──────── SUPPLIED DATA ────────

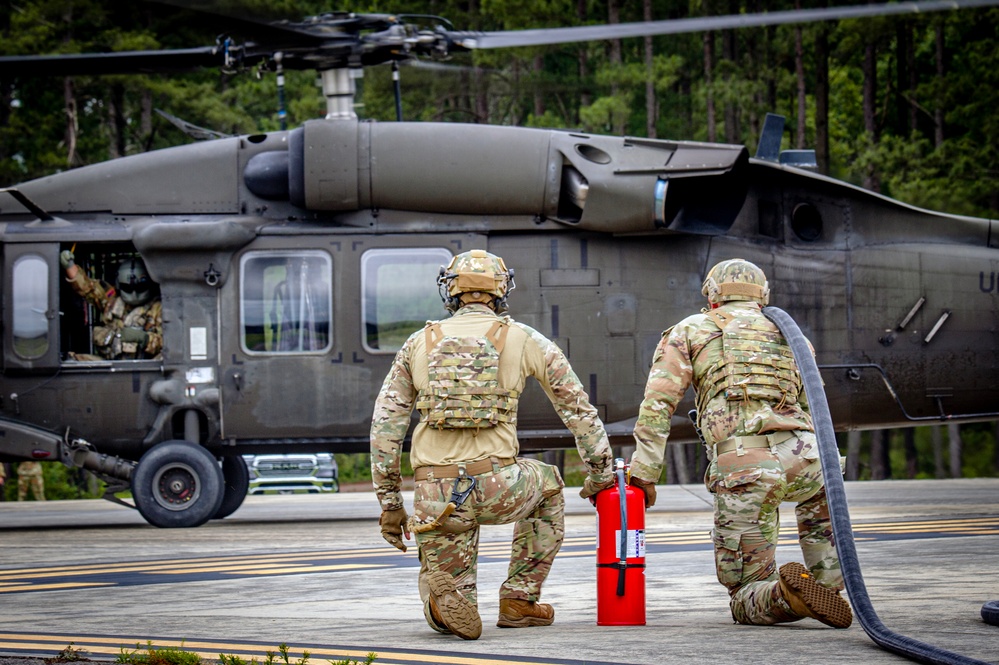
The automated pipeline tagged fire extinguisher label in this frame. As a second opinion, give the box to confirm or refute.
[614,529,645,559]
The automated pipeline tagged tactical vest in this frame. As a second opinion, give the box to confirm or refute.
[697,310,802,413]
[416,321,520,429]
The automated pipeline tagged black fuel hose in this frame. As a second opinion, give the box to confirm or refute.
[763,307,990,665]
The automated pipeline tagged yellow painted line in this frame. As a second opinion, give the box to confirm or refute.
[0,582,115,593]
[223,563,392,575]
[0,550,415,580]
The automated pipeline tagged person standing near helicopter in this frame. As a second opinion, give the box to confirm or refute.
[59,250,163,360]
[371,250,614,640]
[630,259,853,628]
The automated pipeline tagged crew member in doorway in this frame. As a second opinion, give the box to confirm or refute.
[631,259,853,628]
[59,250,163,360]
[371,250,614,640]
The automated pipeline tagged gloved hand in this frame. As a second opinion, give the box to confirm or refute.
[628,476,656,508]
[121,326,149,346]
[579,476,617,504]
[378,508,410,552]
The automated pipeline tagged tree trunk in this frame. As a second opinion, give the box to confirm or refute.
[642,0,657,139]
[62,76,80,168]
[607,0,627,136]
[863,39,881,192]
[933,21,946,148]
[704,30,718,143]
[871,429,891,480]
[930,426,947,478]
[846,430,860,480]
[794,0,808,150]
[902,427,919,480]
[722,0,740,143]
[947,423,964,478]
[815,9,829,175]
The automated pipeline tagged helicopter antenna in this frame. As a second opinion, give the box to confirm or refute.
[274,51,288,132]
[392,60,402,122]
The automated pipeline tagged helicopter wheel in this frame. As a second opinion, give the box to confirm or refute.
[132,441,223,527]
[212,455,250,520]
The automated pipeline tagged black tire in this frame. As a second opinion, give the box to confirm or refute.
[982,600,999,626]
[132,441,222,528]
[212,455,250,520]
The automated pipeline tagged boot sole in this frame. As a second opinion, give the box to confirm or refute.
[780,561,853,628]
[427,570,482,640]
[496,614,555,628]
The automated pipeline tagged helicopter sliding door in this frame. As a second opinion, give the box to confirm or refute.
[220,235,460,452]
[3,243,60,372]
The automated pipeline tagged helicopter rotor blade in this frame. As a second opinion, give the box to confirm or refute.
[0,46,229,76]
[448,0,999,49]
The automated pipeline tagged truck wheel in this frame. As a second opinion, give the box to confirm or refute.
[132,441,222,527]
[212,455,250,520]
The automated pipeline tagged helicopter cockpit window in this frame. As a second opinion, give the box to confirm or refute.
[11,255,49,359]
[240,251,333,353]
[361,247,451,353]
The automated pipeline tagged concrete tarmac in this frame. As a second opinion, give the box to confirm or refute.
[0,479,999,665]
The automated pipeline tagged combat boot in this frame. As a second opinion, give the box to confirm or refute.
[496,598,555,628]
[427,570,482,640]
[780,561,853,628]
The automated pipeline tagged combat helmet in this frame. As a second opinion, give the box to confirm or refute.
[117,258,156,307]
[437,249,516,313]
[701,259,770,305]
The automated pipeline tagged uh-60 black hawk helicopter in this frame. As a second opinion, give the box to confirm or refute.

────────

TASK DETAILS =>
Could you retype every line of the material above without changing a word, leaving out the pictures?

CORRECT OUTPUT =>
The automated pipeline tagged fire extinguisher label in this frame. As a second opinion, give the box to confirm or refute.
[614,529,645,559]
The automated pipeline tagged tactical vest in this frame. As a second opinion, give the box to confirm or refute.
[697,310,802,413]
[416,321,520,429]
The automated pipeline tagged black fuel hose in this frame. As a second opinion, give the box to confirm or refute.
[763,307,990,665]
The automated pipeline tagged yellow painted line in this frame. As a second opinion, give the box to confirm or refute.
[0,582,115,593]
[223,563,392,575]
[0,550,415,580]
The automated pipeline tagged person standing near helicopter in this frame. As a second opinion, give the box to confirm or refute.
[59,250,163,360]
[371,250,614,640]
[630,259,853,628]
The automated pipeline tagged crew member in doorway in this frame. As a second opinion, give the box to confirm or refute.
[631,259,853,628]
[59,250,163,360]
[371,250,614,640]
The automated pipeline tagged gloved hand in this frame. As a second opinion, give the box to confirm or refute.
[628,476,656,508]
[121,326,149,346]
[579,476,617,504]
[378,508,410,552]
The automated pipeline tagged tree trunk in this frame. As a second opinion, give the box to confirm or refute.
[642,0,657,139]
[62,76,80,168]
[607,0,627,136]
[863,39,881,192]
[933,21,946,148]
[704,30,718,143]
[871,429,891,480]
[930,426,947,478]
[846,430,860,480]
[794,0,808,150]
[902,427,919,480]
[722,0,740,143]
[947,423,964,478]
[815,9,829,175]
The automated pipeline tagged helicopter antenna in this frame. As a second opinion, give the box to confirm or refute.
[274,51,288,132]
[392,60,402,122]
The automated pipeline tagged helicopter wheel in this frame. As a second opinion, give the box to confirm or refute.
[132,441,223,527]
[212,455,250,520]
The automated pipeline tagged black tire in this frame. As a second opinion, give the box to confirm or refute.
[982,600,999,626]
[132,441,222,528]
[212,455,250,520]
The automated pipeline tagged boot sole in this frame. As a second opinion, give the box to confirm or refute.
[780,561,853,628]
[427,570,482,640]
[496,614,555,628]
The automated pipeline tagged helicopter sliding door in this frame. As a second opinion, give the box to confirm or refute.
[220,235,460,452]
[3,243,60,372]
The automated pipeline tagged helicopter rotor blade in this frame. As a second opinion, give the box to confirm or refute.
[0,46,229,76]
[448,0,999,49]
The automated pipeline tagged truck wheel in this frame. As a second opinion, give the box to confirm or refute.
[132,441,222,527]
[212,455,250,520]
The automated pipeline tagged helicopter cockpit window in this frame. As a second opinion, give the box to confirm or refute.
[11,255,49,359]
[240,251,333,353]
[361,247,451,353]
The automated pipeline tagged concrete tarmac in this frame. As a second opinion, give the box to confirm or refute.
[0,479,999,665]
The automated pipeline tagged combat boot in this frame. As a second opinion, give the box to confirm or refute.
[496,598,555,628]
[427,570,482,640]
[780,561,853,628]
The automated pipeline tagged combat helmet in this frame. As a second opinion, give the box to confirm or refute.
[117,258,156,307]
[437,249,516,313]
[701,259,770,305]
The automated pipeline tagged uh-60 black hawk helicopter in this frame. As a second opinion, give the box to confirm or refute.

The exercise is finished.